**TASK DESCRIPTION**
Rewrite the entries starting with the line containing "[pin] carrot bunch" and going on through the end of the entries, replacing "zinnia" with "dahlia" and leaving everything else unchanged. Omit the pictures from your answer.

********************

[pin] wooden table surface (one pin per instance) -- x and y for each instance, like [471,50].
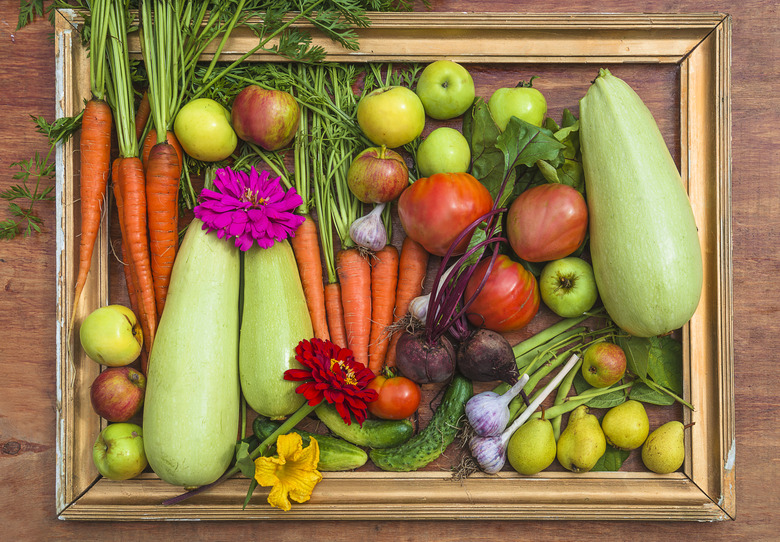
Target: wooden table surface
[27,310]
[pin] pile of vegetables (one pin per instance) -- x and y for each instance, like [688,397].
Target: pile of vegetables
[295,241]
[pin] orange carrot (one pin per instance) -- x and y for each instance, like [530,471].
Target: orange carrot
[151,140]
[306,247]
[335,314]
[384,278]
[131,280]
[162,199]
[412,267]
[131,181]
[354,273]
[95,165]
[142,115]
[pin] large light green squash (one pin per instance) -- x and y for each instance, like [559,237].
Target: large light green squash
[274,320]
[643,237]
[191,410]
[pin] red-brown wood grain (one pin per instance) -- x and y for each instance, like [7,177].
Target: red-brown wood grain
[28,397]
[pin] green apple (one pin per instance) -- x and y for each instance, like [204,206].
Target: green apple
[203,129]
[568,286]
[118,452]
[446,89]
[445,150]
[111,336]
[603,364]
[391,116]
[523,102]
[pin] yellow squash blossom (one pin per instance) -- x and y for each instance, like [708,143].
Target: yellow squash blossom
[292,473]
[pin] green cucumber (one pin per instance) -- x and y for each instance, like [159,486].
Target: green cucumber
[274,320]
[191,408]
[373,433]
[431,442]
[335,454]
[643,238]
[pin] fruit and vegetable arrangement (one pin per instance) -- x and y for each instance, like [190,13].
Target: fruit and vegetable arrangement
[349,293]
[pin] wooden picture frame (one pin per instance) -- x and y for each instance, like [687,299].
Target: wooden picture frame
[699,45]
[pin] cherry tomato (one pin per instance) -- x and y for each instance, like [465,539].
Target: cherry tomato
[547,222]
[398,398]
[436,209]
[508,300]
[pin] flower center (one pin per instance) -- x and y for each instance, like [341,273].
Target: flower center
[349,374]
[253,197]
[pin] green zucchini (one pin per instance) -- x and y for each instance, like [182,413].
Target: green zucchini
[191,408]
[643,238]
[373,433]
[431,442]
[274,320]
[335,454]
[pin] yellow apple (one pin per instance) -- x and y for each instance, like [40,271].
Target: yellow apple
[112,336]
[391,116]
[203,129]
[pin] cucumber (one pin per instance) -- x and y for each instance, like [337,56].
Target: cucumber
[191,408]
[373,433]
[643,238]
[431,442]
[275,319]
[335,454]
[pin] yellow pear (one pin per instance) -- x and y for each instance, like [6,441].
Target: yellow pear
[582,443]
[664,450]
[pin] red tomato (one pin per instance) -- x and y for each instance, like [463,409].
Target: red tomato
[436,209]
[508,300]
[547,222]
[398,398]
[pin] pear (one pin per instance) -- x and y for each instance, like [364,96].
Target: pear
[532,447]
[626,426]
[582,443]
[664,450]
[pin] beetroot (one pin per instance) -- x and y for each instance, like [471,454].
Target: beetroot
[486,356]
[423,362]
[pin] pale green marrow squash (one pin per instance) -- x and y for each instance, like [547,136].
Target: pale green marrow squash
[643,237]
[191,409]
[274,320]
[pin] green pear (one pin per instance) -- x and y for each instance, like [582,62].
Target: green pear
[532,447]
[582,443]
[626,426]
[664,449]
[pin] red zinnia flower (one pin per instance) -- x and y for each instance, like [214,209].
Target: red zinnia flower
[333,374]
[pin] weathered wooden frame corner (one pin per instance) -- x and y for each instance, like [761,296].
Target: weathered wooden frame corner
[705,490]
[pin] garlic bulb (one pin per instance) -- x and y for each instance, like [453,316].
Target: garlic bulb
[369,231]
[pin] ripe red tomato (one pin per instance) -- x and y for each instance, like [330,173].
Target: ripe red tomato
[547,222]
[435,210]
[508,300]
[398,398]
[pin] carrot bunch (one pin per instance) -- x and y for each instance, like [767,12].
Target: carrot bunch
[95,149]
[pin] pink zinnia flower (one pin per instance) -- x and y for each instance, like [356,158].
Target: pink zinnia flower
[331,373]
[250,207]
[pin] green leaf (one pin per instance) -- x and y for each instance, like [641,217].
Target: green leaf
[611,461]
[665,363]
[608,400]
[645,394]
[243,461]
[637,351]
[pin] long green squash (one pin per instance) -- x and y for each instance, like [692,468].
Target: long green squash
[643,238]
[274,320]
[191,410]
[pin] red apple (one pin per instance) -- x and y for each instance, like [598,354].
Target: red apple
[377,175]
[603,364]
[268,118]
[117,394]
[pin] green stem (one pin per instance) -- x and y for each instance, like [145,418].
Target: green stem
[670,393]
[249,53]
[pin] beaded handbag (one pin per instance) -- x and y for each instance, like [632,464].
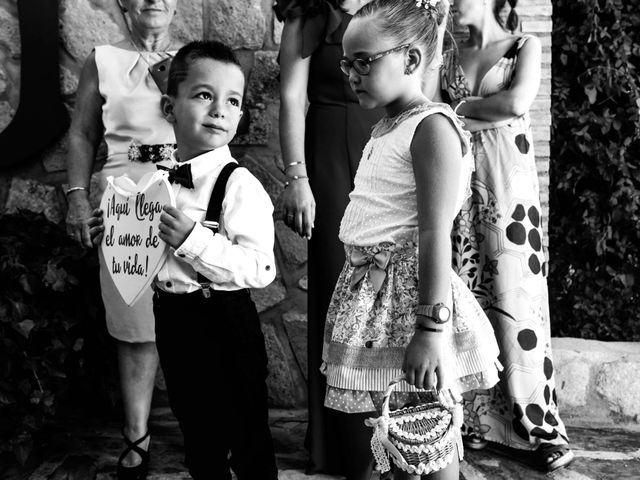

********************

**REPLY TO THE EXERCISE**
[pin] carrot bunch (one pin per instance) -- x and y for each instance, like [767,12].
Target: carrot bunch
[95,149]
[pin] pink dahlia flower (one pin per instance) -- x and y for each instance, like [356,158].
Target: pink dahlia flower
[331,373]
[250,207]
[pin] green leaf (one pin per instance) -- x and y for each instance, like [641,217].
Target: green leaf
[611,461]
[665,363]
[608,400]
[645,394]
[243,461]
[637,351]
[pin] long green squash (one pin per instance) -- x and y for each instance, like [692,468].
Target: long green squash
[643,238]
[274,320]
[191,410]
[pin] red apple (one pin per instance) -- x and y for each instance, like [598,354].
Target: red apple
[377,175]
[603,364]
[268,118]
[117,394]
[pin] green stem (one pin per instance) -- x and y for each instance, like [145,418].
Target: green stem
[670,393]
[249,53]
[pin] beaded handbag (one pin per instance) -- x and y for each instance, like [632,464].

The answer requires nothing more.